• _取り組む課題_:
1. 『宇宙兄弟』をめぐる対談の文章によると、最新45巻でムッタが宇宙を漂流したのは何時間ですか。
2. 『宇宙兄弟』をめぐる対談の文章を、最後の文の後から書き継いでください。

これを記念して、宇宙のスペシャリストで『宇宙兄弟』技術監修もお願いしている内山崇さんと、ご存じ宇宙飛行士の若田光一さん、おふたりの対談が実現!
『宇宙兄弟』最新45巻の内容から宇宙開発の内実まで、多方面にわたり語っていただきました。

 

ここから先は45巻のネタバレを含みます。

 

マンガのリアリティを支える、専門家たちの本気の救出プラン

 

–––––本日はよろしくお願いします。最新45巻ではムッタが6時間も孤独に宇宙を漂流し、地上の管制チームとヒビトが連携して救出するという、手に汗握る展開が描かれました。
この一連の流れについて、小山さんと担当編集から、内山さんにかなり無茶振りをしてしまったと伺っているのですが、実際はどのような形だったのでしょうか?

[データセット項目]
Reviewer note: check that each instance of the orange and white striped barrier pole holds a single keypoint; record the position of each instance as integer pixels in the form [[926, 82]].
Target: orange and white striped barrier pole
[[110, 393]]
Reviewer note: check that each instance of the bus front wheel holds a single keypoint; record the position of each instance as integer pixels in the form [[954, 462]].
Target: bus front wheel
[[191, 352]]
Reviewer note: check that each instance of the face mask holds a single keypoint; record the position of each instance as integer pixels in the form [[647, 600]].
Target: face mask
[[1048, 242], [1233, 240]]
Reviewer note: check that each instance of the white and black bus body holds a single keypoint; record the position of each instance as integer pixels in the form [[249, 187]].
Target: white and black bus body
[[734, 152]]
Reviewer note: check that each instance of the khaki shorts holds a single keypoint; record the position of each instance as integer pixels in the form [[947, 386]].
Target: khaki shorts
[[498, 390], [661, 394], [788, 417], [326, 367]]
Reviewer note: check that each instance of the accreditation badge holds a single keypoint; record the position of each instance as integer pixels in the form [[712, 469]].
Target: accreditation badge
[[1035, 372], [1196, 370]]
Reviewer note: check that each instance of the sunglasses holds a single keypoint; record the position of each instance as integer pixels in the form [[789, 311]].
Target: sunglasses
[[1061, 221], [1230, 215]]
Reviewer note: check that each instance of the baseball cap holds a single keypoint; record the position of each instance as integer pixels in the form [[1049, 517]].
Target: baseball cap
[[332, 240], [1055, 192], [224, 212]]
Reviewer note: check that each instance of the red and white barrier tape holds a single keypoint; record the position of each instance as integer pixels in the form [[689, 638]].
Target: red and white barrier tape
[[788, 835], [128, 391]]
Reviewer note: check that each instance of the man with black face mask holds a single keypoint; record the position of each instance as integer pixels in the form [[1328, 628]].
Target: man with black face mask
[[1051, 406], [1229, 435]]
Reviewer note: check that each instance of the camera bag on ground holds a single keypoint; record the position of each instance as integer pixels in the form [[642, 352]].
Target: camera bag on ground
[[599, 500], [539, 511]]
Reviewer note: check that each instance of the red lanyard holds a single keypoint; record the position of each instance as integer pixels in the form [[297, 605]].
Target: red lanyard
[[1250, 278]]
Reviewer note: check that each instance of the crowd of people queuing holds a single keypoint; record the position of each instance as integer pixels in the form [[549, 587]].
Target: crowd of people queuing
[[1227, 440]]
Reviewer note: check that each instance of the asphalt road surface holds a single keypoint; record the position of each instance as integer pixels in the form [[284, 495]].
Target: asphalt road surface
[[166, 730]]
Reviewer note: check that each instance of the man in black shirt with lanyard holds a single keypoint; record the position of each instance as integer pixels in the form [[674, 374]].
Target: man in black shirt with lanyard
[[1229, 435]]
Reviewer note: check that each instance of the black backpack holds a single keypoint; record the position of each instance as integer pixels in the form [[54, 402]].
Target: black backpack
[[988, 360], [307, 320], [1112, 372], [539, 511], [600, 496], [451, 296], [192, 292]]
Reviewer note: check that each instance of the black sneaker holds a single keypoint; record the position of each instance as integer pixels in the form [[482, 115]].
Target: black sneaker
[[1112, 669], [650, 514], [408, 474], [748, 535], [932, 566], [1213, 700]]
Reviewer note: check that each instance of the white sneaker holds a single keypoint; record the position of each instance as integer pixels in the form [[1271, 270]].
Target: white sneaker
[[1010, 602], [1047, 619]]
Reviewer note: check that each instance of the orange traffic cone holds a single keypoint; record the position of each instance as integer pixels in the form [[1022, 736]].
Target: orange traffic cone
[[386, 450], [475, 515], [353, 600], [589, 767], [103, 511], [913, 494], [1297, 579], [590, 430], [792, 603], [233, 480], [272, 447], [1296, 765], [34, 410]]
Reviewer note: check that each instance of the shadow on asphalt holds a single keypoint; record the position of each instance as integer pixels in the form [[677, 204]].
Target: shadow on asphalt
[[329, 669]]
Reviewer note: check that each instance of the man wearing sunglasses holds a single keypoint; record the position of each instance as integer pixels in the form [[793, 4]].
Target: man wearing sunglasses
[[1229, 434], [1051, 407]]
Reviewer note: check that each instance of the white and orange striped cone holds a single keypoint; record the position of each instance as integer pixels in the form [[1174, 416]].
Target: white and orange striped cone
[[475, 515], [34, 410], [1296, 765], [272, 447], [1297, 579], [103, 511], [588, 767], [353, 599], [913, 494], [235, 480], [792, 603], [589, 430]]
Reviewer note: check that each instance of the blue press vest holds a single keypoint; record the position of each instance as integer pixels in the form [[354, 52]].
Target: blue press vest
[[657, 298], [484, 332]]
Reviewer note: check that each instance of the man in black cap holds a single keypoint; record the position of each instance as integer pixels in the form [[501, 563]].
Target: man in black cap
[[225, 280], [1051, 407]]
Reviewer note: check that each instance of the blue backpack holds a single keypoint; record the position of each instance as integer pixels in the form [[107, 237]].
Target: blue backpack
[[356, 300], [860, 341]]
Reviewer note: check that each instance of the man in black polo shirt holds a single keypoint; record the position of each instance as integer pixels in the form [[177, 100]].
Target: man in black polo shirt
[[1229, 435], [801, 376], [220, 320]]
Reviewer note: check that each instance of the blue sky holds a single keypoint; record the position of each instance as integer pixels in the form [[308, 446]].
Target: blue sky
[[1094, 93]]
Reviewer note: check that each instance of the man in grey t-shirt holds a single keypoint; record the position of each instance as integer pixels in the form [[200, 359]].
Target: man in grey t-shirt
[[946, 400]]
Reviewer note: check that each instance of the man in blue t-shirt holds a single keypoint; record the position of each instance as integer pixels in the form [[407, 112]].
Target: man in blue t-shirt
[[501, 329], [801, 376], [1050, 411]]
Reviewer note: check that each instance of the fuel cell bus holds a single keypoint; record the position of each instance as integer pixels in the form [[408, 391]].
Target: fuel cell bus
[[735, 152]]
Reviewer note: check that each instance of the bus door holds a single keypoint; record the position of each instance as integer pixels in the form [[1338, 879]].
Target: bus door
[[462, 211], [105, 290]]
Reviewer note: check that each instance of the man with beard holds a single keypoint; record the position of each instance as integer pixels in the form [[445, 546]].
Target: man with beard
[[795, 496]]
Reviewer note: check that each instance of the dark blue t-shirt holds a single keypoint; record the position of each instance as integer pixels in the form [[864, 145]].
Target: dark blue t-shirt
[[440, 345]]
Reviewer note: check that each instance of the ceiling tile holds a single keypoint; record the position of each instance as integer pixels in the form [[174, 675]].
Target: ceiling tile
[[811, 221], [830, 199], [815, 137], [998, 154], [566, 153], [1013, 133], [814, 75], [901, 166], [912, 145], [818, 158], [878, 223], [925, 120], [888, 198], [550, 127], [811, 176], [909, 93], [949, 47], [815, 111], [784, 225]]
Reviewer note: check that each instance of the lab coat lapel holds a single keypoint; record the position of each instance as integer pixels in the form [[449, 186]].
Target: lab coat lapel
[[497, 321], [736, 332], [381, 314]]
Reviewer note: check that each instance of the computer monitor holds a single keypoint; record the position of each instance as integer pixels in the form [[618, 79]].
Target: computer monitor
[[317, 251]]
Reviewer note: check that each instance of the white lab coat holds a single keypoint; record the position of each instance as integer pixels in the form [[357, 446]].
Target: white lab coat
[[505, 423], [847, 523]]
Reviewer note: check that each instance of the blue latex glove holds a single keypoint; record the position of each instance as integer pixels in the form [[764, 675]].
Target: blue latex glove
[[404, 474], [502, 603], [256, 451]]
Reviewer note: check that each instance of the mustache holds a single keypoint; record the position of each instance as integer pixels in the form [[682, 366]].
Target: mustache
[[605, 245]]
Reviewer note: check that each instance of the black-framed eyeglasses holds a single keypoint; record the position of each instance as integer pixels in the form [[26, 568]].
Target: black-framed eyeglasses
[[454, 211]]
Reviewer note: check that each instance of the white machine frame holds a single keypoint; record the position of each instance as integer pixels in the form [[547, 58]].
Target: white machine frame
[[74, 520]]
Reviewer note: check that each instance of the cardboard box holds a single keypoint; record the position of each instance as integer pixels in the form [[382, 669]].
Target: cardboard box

• _課題の解答_:
1. 6時間です。

2.
内山崇(以下、内山) 私の立場は「技術監修」なので、宇宙開発についてのファクトチェックくらいをイメージされると思いますが、どちらかというと「ムッタがこうして放り出されるんだけど、救出プランを考えてもらえませんか?」という依頼でした(笑)

 

 

–––––プランニングからですか!

 

 

内山 そうですね。実際にこういうことが起きたらどうするか、どういう対策がとれるか、軌道計画のスペシャリストにも協力をあおぎ、ほとんど仕事のように、かなりまじめに考え抜きました。面白かったのですが、これは想像していた監修の領域を超えているなと思いながらやっていました。

 


「各国共同でまとめた」救出プランは、内山さんと
軌道計画のスペシャリストの方が...!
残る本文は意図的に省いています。